### 設問 1
ジャパンCの記事について、次の問いに答えてください。
(a) 記事の日付と時刻は何か。
(b) ヴェラアズールは何番人気だったか。
(c) 渡辺薫彦師にとって、今回は厩舎開業何年目か。

【ジャパンC】ヴェラアズール G1初挑戦初Vの快挙 ムーア「前が空いた時に“勝った”と実感」

2022年11月28日 05:30

<ジャパンC>馬群を割って突き抜けるヴェラアズール(右から2頭目)(撮影・西川祐介)

 ジャパン・ブルーが混戦に断を下した。競馬の祭典「第42回ジャパンC」が27日、東京競馬場で行われ、3番人気ヴェラアズール(牡5=渡辺)がG1初挑戦初Vの快挙を達成。ライアン・ムーア(39=英国)は19年朝日杯FS(サリオス)以来のJRA・G19勝目。管理する渡辺薫彦師(47)は厩舎開業7年目でうれしいG1初制覇。父エイシンフラッシュにとっても産駒の初G1タイトル。青毛馬のジャパンC制覇も初めてとなった。

### 記録の抜粋

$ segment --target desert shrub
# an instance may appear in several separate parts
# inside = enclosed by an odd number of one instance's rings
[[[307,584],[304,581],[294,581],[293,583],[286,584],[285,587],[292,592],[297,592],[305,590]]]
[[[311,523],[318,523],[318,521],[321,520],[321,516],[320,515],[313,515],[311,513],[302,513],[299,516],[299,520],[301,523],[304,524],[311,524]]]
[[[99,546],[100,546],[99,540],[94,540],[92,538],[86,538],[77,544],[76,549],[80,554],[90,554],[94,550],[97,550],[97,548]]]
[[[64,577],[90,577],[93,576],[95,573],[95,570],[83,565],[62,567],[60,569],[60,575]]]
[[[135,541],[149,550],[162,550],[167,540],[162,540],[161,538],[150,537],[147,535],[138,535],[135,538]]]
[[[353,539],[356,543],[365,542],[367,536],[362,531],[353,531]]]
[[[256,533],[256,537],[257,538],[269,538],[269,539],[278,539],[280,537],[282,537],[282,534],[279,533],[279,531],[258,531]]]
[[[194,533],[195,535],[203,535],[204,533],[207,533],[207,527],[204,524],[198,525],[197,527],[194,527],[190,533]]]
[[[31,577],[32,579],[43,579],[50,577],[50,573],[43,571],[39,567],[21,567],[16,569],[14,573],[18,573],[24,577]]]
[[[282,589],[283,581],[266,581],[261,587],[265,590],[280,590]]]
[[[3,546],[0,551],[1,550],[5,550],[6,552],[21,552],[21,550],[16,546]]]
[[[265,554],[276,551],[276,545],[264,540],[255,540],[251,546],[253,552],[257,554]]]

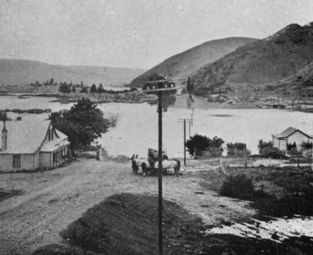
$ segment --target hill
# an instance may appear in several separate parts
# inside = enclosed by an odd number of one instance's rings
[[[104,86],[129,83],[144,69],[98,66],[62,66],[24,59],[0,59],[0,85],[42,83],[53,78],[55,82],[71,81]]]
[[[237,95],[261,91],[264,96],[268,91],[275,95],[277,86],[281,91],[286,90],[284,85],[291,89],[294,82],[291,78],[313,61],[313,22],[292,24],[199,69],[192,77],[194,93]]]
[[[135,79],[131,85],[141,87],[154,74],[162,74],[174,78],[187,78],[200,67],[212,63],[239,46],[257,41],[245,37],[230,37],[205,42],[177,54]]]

### 設問 2
記録抜粋の最初の行から「[[[353,539],[356,543],[365,542],[367,536],[362,531],[353,531]]]」を含む行までを、両端の行も含めてそのまま書き写す。

### 解答 1
(a) 2022年11月28日 05:30
(b) 3番人気
(c) 7年目

### 解答 2
$ segment --target desert shrub
# an instance may appear in several separate parts
# inside = enclosed by an odd number of one instance's rings
[[[307,584],[304,581],[294,581],[293,583],[286,584],[285,587],[292,592],[297,592],[305,590]]]
[[[311,523],[318,523],[318,521],[321,520],[321,516],[320,515],[313,515],[311,513],[302,513],[299,516],[299,520],[301,523],[304,524],[311,524]]]
[[[99,546],[100,546],[99,540],[94,540],[92,538],[86,538],[77,544],[76,549],[80,554],[90,554],[94,550],[97,550],[97,548]]]
[[[64,577],[90,577],[93,576],[95,573],[95,570],[83,565],[62,567],[60,569],[60,575]]]
[[[135,541],[149,550],[162,550],[167,540],[162,540],[161,538],[150,537],[147,535],[138,535],[135,538]]]
[[[353,539],[356,543],[365,542],[367,536],[362,531],[353,531]]]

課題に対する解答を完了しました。